== ARTICLE
So what happens in a setting, such as Colorado’s 2008 Rookie Camp, when they suddenly need to change the way they play the game on the ice?

At the Avalanche’s rookie camp, most of the scrimmage play is done in 3-on-3 and 4-on-4 format out of necessity.

There are 27 players in attendance at this year’s rookie camp. With three goalies, that leaves 12 skaters to a side, a far cry from the standard of 18 skaters used in most sanctioned games. Factor in players who are forced to sit out the scrimmages due to injury and teams may be even more short-handed when they take the ice.

That scenario begs two questions: How does playing in 3-on-3 and 4-on-4 situations affect their styles of play, and what does it do to an athlete’s mindset, which is programmed full of systems and nearly automatic reactions to certain scenarios on the ice?

The first answer is fairly obvious: With fewer players comes more open ice, which produces a breeding ground for creativity. Offensively skilled players are given both more room and time to display their talents.

For the answer to the second question, ColoradoAvalanche.com discussed the art of playing 3-on-3 and 4-on-4 hockey with players from each position to see how they adapt their games to these situations.

Forward Thinking
Codey Burki
According to Codey Burki, an Avalanche prospect who split last season between the Lake Erie Monsters and the Johnstown Chiefs, forwards may have the easiest time adjusting to the additional open ice.

“It’s good, because you have more time to think, handle the puck and look for more plays,” said Burki. “It’s a faster pace obviously, but there’s more open room and you can really think about what you want to do out there.”

Burki also touched on what he thinks the faster pace and open ice mean to defensemen and goaltenders.

“I think they have to be on their toes, obviously, because 3-on-2’s can easily happen. It’s more spread out, so you have to skate more,” said Burki. “Goalies have to be on their toes too because plays can happen quickly.”

Defensive Stance

Derek Peltier
Derek Peltier, who played four seasons on the blue line for the Minnesota Gophers and also had a stint with Lake Erie last season, believes the situation is somewhat unique for defensemen. Peltier offered up both pros and cons for players at his position, but hinted that an offensive-minded defenseman could thrive in the aforementioned conditions.

“It’s tough, because there’s a lot more open ice. It gives the forwards a lot more time and room to make plays with the puck. You have to make sure your gaps are tight,” said Peltier. “But it’s also fun as a defenseman because you get to jump up in the play more and you also have more room to make plays as well.”

The Mind Behind the Mask
While the differences in style of play are apparent for forwards and defensemen, it may be the goaltenders that have to make the biggest adjustments, both mentally and from a technical standpoint.
====
:: CHALLENGE 1 ::
Repeat the rookie camp article word for word from "So what happens" to "out of necessity.".
:: CHALLENGE 2 ::
Summarize the rookie camp article in two sentences.
== RECORD LIST
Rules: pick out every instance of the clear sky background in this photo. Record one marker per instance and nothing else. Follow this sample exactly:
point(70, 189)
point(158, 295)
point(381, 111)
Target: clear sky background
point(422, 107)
====
:: TASK OUTPUT 1 ::
So what happens in a setting, such as Colorado’s 2008 Rookie Camp, when they suddenly need to change the way they play the game on the ice?

At the Avalanche’s rookie camp, most of the scrimmage play is done in 3-on-3 and 4-on-4 format out of necessity.

:: TASK OUTPUT 2 ::
At Colorado's 2008 rookie camp, the 27 players in attendance include three goalies, so most scrimmages are played 3-on-3 and 4-on-4, which opens up the ice and gives offensively skilled players more room and time. Forward Codey Burki says forwards get more time to think and make plays, defenseman Derek Peltier says defensemen must keep their gaps tight but can also jump up in the play more, and goaltenders may have to make the biggest adjustments.